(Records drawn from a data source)
============================================================

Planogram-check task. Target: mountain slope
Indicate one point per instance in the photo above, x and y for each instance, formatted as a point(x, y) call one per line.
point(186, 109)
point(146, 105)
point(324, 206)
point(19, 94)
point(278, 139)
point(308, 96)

============================================================

> _Work to do_:
Extract every line of the listing above and reproduce each one verbatim.

> _Solution_:
Planogram-check task. Target: mountain slope
Indicate one point per instance in the photo above, x and y for each instance, formatted as a point(x, y) call one per line.
point(186, 109)
point(146, 105)
point(324, 206)
point(19, 94)
point(278, 139)
point(308, 96)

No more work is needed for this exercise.